- PROMPT: Please transcribe, exactly and only, the lines of the records below from the one holding "can you box the tall" to the very end.

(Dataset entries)

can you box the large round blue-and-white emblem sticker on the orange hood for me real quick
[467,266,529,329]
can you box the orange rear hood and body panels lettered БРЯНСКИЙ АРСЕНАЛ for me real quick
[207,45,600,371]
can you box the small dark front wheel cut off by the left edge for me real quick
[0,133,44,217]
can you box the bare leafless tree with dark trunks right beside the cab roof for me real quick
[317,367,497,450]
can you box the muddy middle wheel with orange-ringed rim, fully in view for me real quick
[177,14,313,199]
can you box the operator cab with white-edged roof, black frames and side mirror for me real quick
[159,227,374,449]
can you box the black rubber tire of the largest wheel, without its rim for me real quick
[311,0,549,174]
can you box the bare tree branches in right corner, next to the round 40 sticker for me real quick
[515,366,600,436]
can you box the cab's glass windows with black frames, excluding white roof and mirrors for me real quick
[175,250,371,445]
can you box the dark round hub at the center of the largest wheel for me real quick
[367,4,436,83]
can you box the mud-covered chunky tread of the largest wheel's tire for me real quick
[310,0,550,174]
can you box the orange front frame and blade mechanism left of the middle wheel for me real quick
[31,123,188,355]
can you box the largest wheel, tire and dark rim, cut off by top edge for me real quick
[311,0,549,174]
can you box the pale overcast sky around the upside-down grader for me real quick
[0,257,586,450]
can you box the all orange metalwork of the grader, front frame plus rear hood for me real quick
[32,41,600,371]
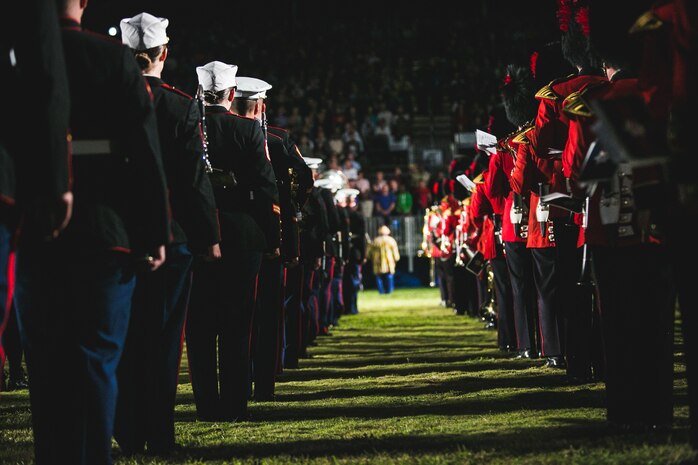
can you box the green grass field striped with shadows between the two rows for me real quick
[0,289,695,465]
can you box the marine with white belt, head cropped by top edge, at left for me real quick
[15,0,169,465]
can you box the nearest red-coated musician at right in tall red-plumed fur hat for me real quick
[563,13,675,430]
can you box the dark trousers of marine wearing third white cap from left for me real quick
[252,258,284,398]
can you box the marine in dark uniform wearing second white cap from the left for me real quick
[186,61,280,421]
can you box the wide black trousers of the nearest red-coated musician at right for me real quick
[594,245,675,426]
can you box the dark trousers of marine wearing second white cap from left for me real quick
[186,250,262,421]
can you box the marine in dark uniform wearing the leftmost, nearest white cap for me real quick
[114,13,220,455]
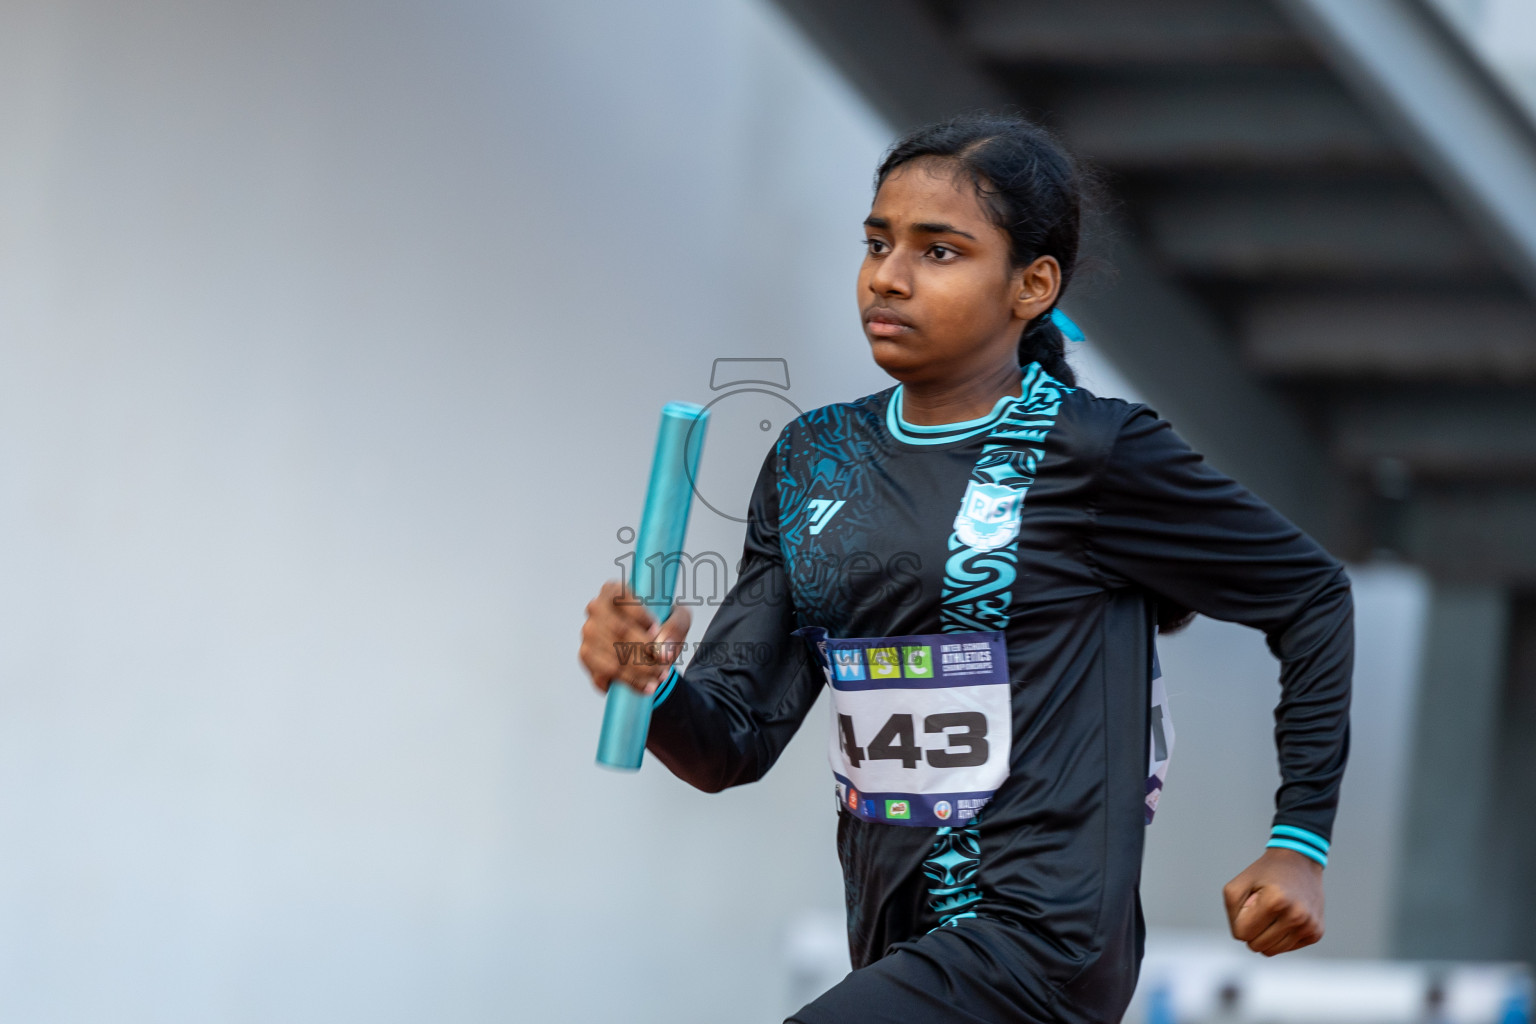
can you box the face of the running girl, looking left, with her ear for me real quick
[859,158,1061,384]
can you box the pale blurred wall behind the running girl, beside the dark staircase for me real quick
[0,0,1431,1024]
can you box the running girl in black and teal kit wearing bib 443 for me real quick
[581,117,1353,1024]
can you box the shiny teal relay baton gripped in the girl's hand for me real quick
[598,402,710,772]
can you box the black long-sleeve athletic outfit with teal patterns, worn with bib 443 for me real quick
[650,364,1353,1021]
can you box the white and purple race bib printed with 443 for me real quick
[796,626,1014,827]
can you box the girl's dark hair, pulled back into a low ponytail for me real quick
[874,114,1086,385]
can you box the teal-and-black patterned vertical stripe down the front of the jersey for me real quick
[923,362,1074,930]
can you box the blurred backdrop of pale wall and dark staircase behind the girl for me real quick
[0,0,1536,1024]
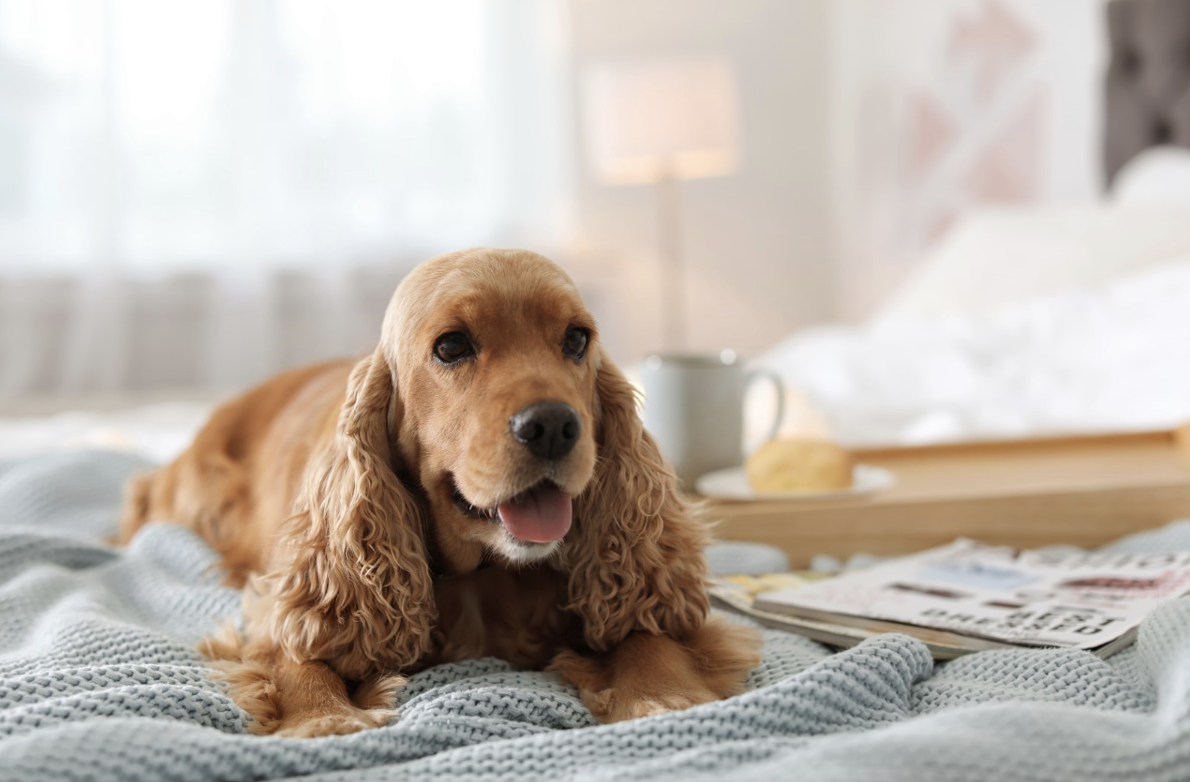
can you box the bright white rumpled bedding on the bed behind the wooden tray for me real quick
[750,255,1190,445]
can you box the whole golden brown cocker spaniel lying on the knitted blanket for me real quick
[120,250,758,736]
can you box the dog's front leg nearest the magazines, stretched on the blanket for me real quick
[549,618,760,722]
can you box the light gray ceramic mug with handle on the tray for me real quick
[640,350,785,490]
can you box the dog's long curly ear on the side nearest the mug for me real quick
[568,350,708,651]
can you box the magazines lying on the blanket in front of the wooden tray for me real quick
[712,539,1190,659]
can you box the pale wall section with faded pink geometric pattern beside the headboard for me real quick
[828,0,1107,318]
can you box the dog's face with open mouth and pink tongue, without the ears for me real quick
[384,250,599,571]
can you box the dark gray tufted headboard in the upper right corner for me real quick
[1103,0,1190,183]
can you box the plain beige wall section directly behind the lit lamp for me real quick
[569,0,833,359]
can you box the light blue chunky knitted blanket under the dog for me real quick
[0,453,1190,782]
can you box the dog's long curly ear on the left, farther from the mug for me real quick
[268,348,436,678]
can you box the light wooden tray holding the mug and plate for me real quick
[708,425,1190,568]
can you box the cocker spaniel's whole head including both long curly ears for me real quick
[273,250,708,675]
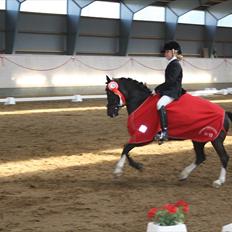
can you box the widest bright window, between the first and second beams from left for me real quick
[20,0,67,14]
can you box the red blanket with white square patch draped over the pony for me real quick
[128,93,225,143]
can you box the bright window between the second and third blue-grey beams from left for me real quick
[81,1,120,19]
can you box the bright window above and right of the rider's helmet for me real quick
[178,10,205,25]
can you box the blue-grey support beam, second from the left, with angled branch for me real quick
[67,0,94,55]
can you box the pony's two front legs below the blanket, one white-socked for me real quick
[113,143,143,176]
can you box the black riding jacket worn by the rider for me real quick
[155,59,186,99]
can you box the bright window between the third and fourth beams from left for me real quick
[134,6,165,22]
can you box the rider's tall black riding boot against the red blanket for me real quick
[155,106,168,144]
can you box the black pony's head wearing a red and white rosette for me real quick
[106,76,126,117]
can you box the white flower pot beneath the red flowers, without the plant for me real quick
[147,222,187,232]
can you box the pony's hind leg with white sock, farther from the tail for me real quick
[179,141,206,180]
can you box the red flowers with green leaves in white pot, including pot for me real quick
[147,200,189,232]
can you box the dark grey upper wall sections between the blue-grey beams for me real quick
[0,11,232,57]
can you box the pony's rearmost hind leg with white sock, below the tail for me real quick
[212,131,229,188]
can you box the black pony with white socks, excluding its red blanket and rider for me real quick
[106,76,232,188]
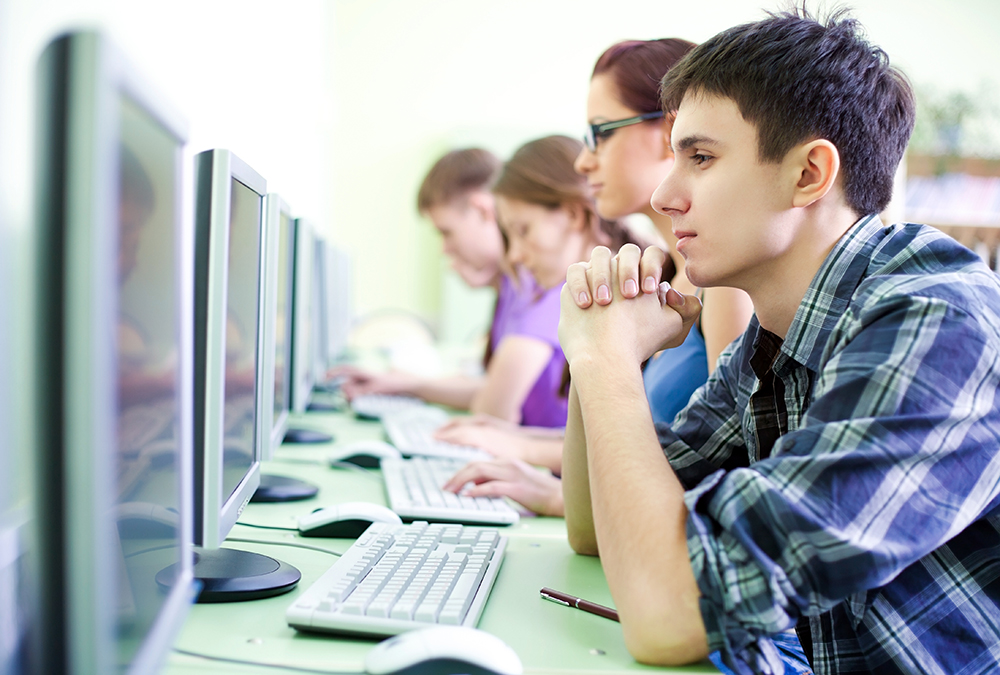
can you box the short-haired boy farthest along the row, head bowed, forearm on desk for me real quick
[330,148,565,427]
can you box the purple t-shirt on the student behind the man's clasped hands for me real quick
[490,273,568,427]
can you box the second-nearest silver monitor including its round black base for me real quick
[186,149,300,602]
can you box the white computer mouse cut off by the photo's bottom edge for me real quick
[365,626,524,675]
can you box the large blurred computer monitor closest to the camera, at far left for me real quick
[32,32,195,673]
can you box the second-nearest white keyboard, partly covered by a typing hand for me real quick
[381,457,520,525]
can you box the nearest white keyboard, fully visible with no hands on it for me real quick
[285,522,507,635]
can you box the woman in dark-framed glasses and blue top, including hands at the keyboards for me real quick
[438,38,753,476]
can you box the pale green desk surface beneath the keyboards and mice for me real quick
[164,413,718,675]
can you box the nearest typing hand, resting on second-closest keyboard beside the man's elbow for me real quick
[443,459,564,516]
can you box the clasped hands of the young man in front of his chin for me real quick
[559,244,701,367]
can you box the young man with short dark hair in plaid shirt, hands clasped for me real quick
[560,6,1000,673]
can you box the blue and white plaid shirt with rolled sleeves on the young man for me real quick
[658,216,1000,674]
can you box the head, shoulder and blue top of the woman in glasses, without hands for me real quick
[576,39,753,422]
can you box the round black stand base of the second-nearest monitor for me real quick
[156,546,302,603]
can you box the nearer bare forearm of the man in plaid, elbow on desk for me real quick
[566,358,707,665]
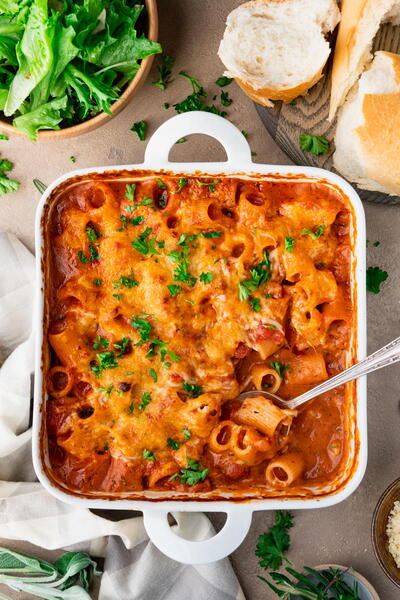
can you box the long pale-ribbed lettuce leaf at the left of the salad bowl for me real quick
[4,0,54,117]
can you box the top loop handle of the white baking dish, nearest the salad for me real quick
[143,111,254,171]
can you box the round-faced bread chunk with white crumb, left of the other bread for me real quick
[218,0,340,106]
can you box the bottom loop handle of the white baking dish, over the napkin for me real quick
[143,511,252,565]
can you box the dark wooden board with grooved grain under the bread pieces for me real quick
[256,25,400,204]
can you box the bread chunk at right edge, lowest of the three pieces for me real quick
[333,52,400,195]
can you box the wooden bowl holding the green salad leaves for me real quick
[0,0,158,140]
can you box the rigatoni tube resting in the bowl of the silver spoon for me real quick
[236,396,297,439]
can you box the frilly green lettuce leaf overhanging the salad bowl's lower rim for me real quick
[13,95,68,140]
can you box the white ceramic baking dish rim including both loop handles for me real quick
[33,112,367,564]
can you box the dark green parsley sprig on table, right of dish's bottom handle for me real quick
[255,510,293,569]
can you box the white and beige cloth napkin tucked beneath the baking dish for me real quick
[0,233,244,600]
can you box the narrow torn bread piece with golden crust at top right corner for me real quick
[329,0,400,121]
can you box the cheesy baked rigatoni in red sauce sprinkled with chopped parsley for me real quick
[42,171,355,499]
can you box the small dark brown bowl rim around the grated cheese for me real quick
[372,478,400,587]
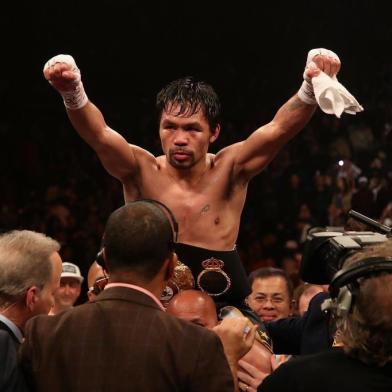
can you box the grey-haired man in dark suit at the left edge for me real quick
[0,230,61,392]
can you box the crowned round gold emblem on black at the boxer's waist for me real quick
[197,257,231,297]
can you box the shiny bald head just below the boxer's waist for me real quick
[166,290,218,329]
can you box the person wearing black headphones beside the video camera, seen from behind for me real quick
[258,239,392,392]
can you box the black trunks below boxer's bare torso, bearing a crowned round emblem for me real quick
[175,243,251,308]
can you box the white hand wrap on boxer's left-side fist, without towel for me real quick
[44,54,88,110]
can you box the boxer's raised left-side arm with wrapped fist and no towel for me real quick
[44,55,150,180]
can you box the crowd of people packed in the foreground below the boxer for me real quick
[0,200,392,392]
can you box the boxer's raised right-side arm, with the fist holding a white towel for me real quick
[229,49,340,181]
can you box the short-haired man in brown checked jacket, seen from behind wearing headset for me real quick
[21,201,254,392]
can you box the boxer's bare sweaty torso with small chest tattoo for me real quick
[123,154,247,250]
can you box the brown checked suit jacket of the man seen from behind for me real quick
[21,287,233,392]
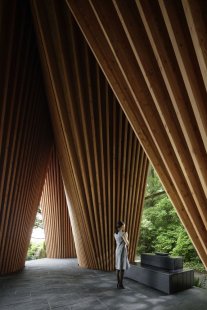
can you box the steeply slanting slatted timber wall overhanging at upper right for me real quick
[67,0,207,267]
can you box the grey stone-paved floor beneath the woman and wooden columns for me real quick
[0,259,207,310]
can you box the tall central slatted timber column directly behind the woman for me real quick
[32,1,148,270]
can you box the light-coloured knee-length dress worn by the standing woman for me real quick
[114,231,130,270]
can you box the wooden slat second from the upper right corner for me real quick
[159,1,207,150]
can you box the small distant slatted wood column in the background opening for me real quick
[40,148,76,258]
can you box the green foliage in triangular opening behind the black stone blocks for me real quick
[137,167,204,271]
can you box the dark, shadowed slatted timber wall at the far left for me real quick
[0,1,52,274]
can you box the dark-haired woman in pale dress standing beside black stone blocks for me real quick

- RESPONSE BOX:
can you box the tall central slatted timber column directly behind the woman for me real quick
[32,1,148,270]
can you box the light-coloured knee-length dress worn by the standing woman for me real quick
[114,231,130,270]
can you box the wooden slat second from the upper right corner for me real quick
[159,1,207,150]
can you box the small distant slatted wood column in the background opening for me real quick
[40,148,76,258]
can you box the green foliage in triangular opening behind the black stone blocks for me real quick
[137,167,204,271]
can you box the dark, shadowed slatted timber wall at the far left for me real quick
[0,1,52,274]
can you box the dark-haired woman in pale dress standing beside black stone blocks for me real quick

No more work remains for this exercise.